◆ **EXTRAIT**
La légère reprise amorcée en mai dans l’industrie mondiale du fret aérien se confirme en juin. Mais elle reste modeste et inférieure aux attentes, sur fond de réduction des acheminements en extrême urgence. Cette situation rejaillit sur les taux de fret, orientés à la baisse.
La demande de fret aérien à l’échelle mondiale, mesurée en tonnes-kilomètres, a diminué de 17,6 % en juin par rapport à la même période de l’année précédente (-19,9 % pour les opérations internationales). "Il s’agit d’une modeste amélioration comparativement à la chute de 20,1 % en glissement annuel observée en mai", constate l’Association du transport aérien international (IATA).
Sur l’ensemble du premier semestre 2020, les volumes ont chuté de 14,5% par rapport à la même période de 2019. "La comparaison des courbes permet de constater que l’impact du Covid-19 sur les volumes, en données corrigées des variations saisonnières, est similaire à celui de la crise financière de 2008-2009", détaille l’IATA.
Concurrence du rail et du maritime
La stabilisation de la production manufacturière et des commandes à l’export dans la plupart des régions du monde, après une forte période de baisse, laissait pourtant espérer de meilleurs résultats en juin. "Cette relative contre-performance s’explique par la perte de parts de marché du fret aérien constatée depuis quelques mois, les chargeurs se tournant vers des moyens de transport", indique l’IATA dans son analyse de marché mensuelle. "La course pour acheminer des équipements de protection personnelle (ÉPP) vers les marchés s’est atténuée alors que les chaînes d’approvisionnement se sont régularisées, ce qui a permis aux expéditeurs d’utiliser les options de transport ferroviaire et maritime moins coûteuses", précise le CEO de l’IATA, Alexandre de Juniac. Un constat qui vaut notamment pour le corridor Asie-Europe. Tout en restant proportionnellement marginal, le rail a connu une progression particulièrement remarquable sur cet axe.
Une exploitation perturbée
Le secteur aérien souffre aussi d’un contexte d’exploitation toujours largement perturbé. La capacité mondiale, en tonnes-kilomètres, affiche un repli de 34,1 % en juin 2020 par rapport à la même période de 2019 (-33,9 % à l’international). Une contraction sensiblement identique à celle constatée en mai (-34,8 %). Compte tenu de l’interruption encore massive des vols passagers liée à l’épidémie de Covid-19, les capacités cargo disponibles en soute ont diminué de 70 % en juin par rapport à juin 2019. Un déclin qui n’est que partiellement compensé par l’augmentation de capacité à bord des avions tout cargo (+32%).

◆ **DONNÉES FOURNIES**
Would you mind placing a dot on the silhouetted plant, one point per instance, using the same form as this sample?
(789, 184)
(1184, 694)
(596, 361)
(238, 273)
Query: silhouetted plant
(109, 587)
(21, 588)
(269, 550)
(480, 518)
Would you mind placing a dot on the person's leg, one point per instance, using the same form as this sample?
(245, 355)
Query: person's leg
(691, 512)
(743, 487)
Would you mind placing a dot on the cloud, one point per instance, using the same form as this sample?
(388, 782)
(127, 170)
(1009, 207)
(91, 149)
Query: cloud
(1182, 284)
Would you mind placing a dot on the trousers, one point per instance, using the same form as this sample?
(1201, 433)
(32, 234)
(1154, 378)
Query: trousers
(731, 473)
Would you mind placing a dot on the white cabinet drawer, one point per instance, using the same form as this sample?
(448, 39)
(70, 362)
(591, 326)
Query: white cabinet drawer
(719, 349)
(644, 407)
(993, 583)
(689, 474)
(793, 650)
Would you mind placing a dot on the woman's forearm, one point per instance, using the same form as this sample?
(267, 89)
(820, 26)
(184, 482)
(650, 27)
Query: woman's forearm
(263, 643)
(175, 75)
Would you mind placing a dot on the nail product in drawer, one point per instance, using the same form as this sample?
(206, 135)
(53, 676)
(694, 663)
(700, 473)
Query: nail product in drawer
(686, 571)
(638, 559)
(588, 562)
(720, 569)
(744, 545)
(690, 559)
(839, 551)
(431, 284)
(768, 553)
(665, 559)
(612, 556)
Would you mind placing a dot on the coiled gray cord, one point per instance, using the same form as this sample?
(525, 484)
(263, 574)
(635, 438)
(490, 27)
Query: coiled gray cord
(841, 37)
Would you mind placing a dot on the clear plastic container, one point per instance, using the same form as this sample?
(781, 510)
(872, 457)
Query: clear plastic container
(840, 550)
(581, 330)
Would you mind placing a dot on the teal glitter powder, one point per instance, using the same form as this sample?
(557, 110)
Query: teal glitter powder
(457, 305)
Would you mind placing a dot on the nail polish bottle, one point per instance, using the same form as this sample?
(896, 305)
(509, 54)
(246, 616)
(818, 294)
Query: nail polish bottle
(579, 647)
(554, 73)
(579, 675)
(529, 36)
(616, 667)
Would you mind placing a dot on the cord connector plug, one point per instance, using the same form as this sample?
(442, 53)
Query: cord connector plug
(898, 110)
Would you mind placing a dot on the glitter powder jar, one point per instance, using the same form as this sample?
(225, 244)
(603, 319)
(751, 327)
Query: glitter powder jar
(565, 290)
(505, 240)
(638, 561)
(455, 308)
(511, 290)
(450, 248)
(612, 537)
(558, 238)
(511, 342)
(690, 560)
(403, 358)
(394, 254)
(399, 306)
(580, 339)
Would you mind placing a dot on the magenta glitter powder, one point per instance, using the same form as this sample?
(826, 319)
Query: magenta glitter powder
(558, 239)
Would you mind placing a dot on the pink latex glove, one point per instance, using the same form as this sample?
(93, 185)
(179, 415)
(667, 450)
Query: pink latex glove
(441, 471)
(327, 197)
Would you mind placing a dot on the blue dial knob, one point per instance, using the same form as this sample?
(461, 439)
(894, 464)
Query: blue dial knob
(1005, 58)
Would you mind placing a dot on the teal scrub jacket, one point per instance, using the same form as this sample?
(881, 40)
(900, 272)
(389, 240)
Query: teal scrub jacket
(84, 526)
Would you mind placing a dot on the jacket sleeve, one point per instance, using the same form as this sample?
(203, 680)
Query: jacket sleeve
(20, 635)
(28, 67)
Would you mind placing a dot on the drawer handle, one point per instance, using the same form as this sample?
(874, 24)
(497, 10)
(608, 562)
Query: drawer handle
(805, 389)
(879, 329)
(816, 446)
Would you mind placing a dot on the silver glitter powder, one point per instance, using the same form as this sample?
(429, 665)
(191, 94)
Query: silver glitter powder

◆ **TÂCHES À RÉALISER**
• 1. Pour chacune des affirmations suivantes, dites si elle concorde avec l'article sur le fret aérien et citez les mots de l'article qui tranchent. (a) En juin, la demande mondiale de fret aérien a baissé de 17,6 % par rapport à juin de l'année précédente. (b) Les capacités cargo disponibles en soute ont augmenté de 32 % en juin par rapport à juin 2019. (c) Sur le corridor Asie-Europe, le rail a connu une progression remarquable.
• 2. D'après l'article sur le fret aérien, de quel pourcentage les volumes ont-ils chuté sur l'ensemble du premier semestre 2020 par rapport à la même période de 2019 ?
• 3. Poursuivez l'article sur le fret aérien à la suite de sa dernière phrase.

◆ **RÉPONSES DANS L'ORDRE**
• 1.
(a) Oui : « La demande de fret aérien à l’échelle mondiale, mesurée en tonnes-kilomètres, a diminué de 17,6 % en juin par rapport à la même période de l’année précédente ».
(b) Non : « les capacités cargo disponibles en soute ont diminué de 70 % en juin par rapport à juin 2019 ».
(c) Oui : « le rail a connu une progression particulièrement remarquable sur cet axe ».

• 2. Les volumes ont chuté de 14,5 %.

• 3.
L’Amérique du Nord relativement épargnée
La baisse de trafic concerne encore les transporteurs de toutes les régions au mois de juin, comme en mai. Toutefois, l’Amérique du Nord continue de s’en sortir plutôt mieux, notamment grâce à la forte représentation des intégrateurs, moins touchés par les perturbations. Les transporteurs européens restent en revanche dans une forte zone de turbulence, tout comme leurs homologues d’Asie/Pacifique. En raison du ralentissement des exportations aériennes d’équipements de protection personnelle, ces derniers ne profitent pas pleinement de la reprise de la production manufacturière.
Sur les autres marchés, le Moyen-Orient reprend quelques couleurs, grâce à "des stratégies opérationnelles dynamiques de certains transporteurs de la région", estime l’IATA. L’Afrique, qui commence à sentir davantage les effets de la pandémie, note en revanche une certaine détérioration, malgré "le petit marché Afrique-Asie qui a poursuivi sa progression en juin, avec un taux de croissance de 20,1 %", précise l’IATA. Enfin, pour les compagnies d’Amérique latine, la situation est d’une gravité absolue, avec de strictes mesures de confinement et une pénurie considérable de capacités.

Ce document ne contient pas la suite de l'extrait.